> _Task set_:
(1) Please list every person the NFT photography piece identifies as a photographer.
(2) From the NFT photography piece, copy everything from "One creative NFT" down to "models and animations.", word for word.
(3) Write what comes next in the NFT photography piece, picking up after its final sentence.

Photographers can introduce animation into their work in any number of ways, including creating cinemagraphs or getting into stop-motion, whereby individually photographed frames create the impression of movement. You could experiment with traditional hand-drawn animation, 2D or 3D animation, and beyond. If you’re just getting started, you can play around with programs like Blender (3D computer graphics), Cinema 4D (3D modeling, animation, and rendering), or Autodesk Maya (3D animation, modeling, simulation, and rendering).
One creative NFT project from recent months was the photographer Cam Kirk’s collaboration with BACARDÍ in the fall of 2021. Kirk created a video with digital effects and interactive motion graphics for the project, with the owner of the NFT receiving a virtual gift box, the video, and behind-the-scenes content. Another is the collaboration between the renowned photographer Michael Yamashita and the digital artist Zoe Winters; their work combined Yamashita’s still photography and Winters’s 3D models and animations.
Tip #2: Collaborate
Yamashita and Winters’s collaboration brings us to our next tip: team up with another artist to create something truly unique. Across the NFT space, you can find creative teams that defy expectations and engage the senses. One example is What Was Will Never Be, an NFT collection by the photographer Tim Tadder and the digital artist Mike Campau; Tadder used his signature paint pouring method to create vivid photographs, while Campau then incorporated his digital illustrations.
Back in the early days of 2020, before many of us had even heard of NFTs, the photographer J.N. Silva joined the artist ThankYouX to create a collaborative tribute to NYC. The NFT project combined Silva’s still photos with ThankYouX’s cube art. Early in 2022, Mercedes-Benz launched a collaborative NFT project with the crypto art collective ART2PEOPLE. Five participating artists created their own interpretations of the G-Class, including visuals, video, and audio.
“By collaborating, artists can add more stimulation to their works by incorporating design, music, sound, or animation,” the team at 500px says. “They might even work on a series with a group of artists toward one particular theme or concept. This can really push you forward as an artist and challenge you to work collaboratively to create something new for your audience.”

> _Stored data entries_:
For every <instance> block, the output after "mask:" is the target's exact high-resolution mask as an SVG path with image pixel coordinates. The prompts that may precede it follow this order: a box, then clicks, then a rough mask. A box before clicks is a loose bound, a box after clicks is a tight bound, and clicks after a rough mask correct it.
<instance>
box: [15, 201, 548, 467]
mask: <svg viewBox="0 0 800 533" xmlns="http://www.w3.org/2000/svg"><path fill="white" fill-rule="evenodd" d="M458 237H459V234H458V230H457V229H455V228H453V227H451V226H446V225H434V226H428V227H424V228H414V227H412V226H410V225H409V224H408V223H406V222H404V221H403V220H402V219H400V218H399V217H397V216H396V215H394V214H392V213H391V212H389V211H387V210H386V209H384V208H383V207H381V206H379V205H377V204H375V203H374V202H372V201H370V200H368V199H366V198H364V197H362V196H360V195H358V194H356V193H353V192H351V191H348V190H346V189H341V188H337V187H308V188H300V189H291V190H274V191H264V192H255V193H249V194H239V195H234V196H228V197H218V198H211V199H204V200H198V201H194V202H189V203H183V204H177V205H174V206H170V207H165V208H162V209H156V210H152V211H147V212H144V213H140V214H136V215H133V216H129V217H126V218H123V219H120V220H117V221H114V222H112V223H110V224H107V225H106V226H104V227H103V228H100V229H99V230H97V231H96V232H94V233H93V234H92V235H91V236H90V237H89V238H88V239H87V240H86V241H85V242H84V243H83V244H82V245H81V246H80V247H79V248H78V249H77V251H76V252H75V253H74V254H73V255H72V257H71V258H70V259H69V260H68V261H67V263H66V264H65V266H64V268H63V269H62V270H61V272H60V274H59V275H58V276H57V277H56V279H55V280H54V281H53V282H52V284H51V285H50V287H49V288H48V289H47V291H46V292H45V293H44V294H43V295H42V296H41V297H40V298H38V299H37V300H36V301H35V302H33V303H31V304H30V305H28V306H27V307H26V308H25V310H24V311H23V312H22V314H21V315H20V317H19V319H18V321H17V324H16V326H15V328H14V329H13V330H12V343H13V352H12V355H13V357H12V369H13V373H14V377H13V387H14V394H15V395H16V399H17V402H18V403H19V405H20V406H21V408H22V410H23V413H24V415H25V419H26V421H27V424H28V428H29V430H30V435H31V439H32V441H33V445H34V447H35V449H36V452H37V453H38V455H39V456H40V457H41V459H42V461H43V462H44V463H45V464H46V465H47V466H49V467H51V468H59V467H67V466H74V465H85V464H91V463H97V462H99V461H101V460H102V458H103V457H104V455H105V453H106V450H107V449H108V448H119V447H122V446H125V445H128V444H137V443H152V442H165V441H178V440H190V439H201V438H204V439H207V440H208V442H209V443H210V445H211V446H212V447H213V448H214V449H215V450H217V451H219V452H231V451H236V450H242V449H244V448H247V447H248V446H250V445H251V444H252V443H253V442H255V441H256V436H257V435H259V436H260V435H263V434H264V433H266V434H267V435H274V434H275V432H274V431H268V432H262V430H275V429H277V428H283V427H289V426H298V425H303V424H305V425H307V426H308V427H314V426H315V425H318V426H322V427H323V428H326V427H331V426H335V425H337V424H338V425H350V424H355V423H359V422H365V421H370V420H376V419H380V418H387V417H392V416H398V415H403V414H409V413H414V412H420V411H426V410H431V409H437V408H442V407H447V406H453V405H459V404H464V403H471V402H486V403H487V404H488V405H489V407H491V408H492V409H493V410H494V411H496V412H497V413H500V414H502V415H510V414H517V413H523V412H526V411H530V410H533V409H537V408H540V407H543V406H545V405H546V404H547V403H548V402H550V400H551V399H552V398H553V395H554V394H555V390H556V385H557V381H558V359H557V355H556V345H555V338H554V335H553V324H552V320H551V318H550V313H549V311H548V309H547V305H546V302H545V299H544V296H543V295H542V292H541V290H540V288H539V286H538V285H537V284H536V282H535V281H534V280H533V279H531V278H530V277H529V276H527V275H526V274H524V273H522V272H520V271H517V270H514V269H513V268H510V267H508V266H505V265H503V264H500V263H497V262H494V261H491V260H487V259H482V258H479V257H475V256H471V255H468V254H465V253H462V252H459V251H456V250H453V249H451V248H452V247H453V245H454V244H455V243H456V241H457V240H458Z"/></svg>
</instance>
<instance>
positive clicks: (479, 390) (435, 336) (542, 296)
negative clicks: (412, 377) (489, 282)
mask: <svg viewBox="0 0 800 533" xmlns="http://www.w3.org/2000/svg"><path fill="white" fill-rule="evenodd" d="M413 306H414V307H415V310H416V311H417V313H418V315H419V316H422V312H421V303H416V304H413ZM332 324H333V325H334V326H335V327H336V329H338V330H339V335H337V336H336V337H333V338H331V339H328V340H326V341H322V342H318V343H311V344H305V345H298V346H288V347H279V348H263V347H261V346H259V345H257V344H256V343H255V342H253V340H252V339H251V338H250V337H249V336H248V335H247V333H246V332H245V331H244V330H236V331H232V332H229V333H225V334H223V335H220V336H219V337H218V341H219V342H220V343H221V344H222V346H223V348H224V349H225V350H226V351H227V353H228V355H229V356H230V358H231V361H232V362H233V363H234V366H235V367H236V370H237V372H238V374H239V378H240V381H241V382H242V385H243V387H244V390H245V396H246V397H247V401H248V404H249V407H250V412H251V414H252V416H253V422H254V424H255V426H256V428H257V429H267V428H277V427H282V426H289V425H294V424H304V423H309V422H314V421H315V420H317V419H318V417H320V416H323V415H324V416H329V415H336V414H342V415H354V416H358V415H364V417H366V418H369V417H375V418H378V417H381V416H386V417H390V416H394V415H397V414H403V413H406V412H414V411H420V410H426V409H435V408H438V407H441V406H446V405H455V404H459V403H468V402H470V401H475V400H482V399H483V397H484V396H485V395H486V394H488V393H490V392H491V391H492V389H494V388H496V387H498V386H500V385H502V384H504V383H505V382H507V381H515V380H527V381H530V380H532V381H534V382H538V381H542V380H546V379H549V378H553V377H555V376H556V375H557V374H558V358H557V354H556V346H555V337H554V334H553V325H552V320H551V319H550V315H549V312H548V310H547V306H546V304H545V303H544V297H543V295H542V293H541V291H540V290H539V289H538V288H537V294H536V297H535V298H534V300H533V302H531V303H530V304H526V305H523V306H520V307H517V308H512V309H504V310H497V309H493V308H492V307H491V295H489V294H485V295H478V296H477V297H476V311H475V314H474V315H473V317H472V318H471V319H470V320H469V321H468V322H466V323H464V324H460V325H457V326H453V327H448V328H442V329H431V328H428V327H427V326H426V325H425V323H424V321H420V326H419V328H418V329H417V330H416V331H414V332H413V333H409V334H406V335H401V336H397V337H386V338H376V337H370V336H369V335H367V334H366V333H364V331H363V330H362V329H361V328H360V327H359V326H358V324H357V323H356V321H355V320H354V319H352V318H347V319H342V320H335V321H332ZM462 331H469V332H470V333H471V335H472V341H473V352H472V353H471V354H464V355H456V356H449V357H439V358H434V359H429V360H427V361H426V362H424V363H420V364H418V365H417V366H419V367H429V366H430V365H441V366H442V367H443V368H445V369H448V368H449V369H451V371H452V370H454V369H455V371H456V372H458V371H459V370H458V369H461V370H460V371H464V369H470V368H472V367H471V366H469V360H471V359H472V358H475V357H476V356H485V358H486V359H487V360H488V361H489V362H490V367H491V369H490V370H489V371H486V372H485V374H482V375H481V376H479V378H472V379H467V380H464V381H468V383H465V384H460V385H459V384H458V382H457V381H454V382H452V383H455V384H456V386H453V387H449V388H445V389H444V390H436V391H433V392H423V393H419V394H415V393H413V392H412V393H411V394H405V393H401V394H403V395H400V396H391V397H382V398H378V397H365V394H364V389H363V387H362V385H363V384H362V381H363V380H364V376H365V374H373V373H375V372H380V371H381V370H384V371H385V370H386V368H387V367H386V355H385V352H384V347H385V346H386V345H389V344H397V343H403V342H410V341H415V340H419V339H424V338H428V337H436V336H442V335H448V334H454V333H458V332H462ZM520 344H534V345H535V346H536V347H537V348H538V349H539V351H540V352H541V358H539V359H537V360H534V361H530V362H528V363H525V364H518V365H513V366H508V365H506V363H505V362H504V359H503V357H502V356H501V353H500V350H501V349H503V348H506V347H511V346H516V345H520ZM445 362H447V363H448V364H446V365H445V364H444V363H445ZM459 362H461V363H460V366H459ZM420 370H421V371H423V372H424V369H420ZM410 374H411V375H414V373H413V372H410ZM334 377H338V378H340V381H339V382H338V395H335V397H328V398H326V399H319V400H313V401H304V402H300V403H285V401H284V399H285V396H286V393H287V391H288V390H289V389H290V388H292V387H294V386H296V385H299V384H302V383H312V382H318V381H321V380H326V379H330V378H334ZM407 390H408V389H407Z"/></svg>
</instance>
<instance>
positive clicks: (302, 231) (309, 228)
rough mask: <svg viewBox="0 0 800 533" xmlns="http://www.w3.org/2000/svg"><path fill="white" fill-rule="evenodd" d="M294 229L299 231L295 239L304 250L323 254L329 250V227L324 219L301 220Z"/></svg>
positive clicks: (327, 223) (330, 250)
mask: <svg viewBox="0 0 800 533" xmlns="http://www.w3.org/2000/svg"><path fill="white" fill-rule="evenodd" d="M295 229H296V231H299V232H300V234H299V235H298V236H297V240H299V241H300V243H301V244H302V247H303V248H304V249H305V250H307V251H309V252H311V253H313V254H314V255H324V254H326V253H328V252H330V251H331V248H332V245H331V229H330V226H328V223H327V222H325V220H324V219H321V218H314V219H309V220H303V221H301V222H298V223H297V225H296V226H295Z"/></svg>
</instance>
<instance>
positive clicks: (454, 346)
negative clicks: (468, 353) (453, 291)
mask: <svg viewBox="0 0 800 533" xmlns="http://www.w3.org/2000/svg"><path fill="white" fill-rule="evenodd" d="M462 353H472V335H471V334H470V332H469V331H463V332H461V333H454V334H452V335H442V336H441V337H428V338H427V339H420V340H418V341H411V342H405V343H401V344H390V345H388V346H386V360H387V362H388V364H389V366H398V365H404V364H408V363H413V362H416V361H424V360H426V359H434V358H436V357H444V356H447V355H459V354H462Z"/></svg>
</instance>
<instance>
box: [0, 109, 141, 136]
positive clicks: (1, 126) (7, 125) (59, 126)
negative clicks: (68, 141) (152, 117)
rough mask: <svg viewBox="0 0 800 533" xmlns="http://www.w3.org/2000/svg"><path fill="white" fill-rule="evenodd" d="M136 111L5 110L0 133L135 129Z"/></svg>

> _Your written answers_:
(1) Cam Kirk, Michael Yamashita, Tim Tadder, J.N. Silva

(2)
One creative NFT project from recent months was the photographer Cam Kirk’s collaboration with BACARDÍ in the fall of 2021. Kirk created a video with digital effects and interactive motion graphics for the project, with the owner of the NFT receiving a virtual gift box, the video, and behind-the-scenes content. Another is the collaboration between the renowned photographer Michael Yamashita and the digital artist Zoe Winters; their work combined Yamashita’s still photography and Winters’s 3D models and animations.

(3)
Tip #3: Add utility
The word “utility” is thrown around a lot in the NFT space, but all it really means is that you’re offering something beyond the artwork itself, whether that’s owner perks, membership to a community, access to events, or something else. With projects like Bored Ape Yacht Club, owning an NFT also grants the holder entry into members-only perks such as first access to new NFTs and access to THE BATHROOM, a collaborative graffiti board.
In the photography space, a project of note is Shabangrs by the headshot and portrait photographer Peter Hurley. Ownership of a Shabangrs NFT grants holders, for example, citizenship in the virtual city of Shabangrsville. Additional perks include a workshop or Zoom meeting with Peter. Members will also be eligible to get prizes such as a B&H gift card, Canon camera, MacBook Pro, and more.
The basic idea behind NFTs with utility is that by giving something special to your collectors, outside of the work itself, you can create value and generate more interest. For photographers, in particular, the idea of utility and unlockable content (digital content that is available exclusively to the collector after purchase) goes a long way toward fostering a long-term connection between artists and their followers. “Unlockable content can include behind-the-scenes videos, RAW files, sneak peeks, or any other digital files that add context to the work you have minted,” the 500px team says. “This allows the audience and potential buyers to develop a fuller understanding of your work—and who you are as an artist.”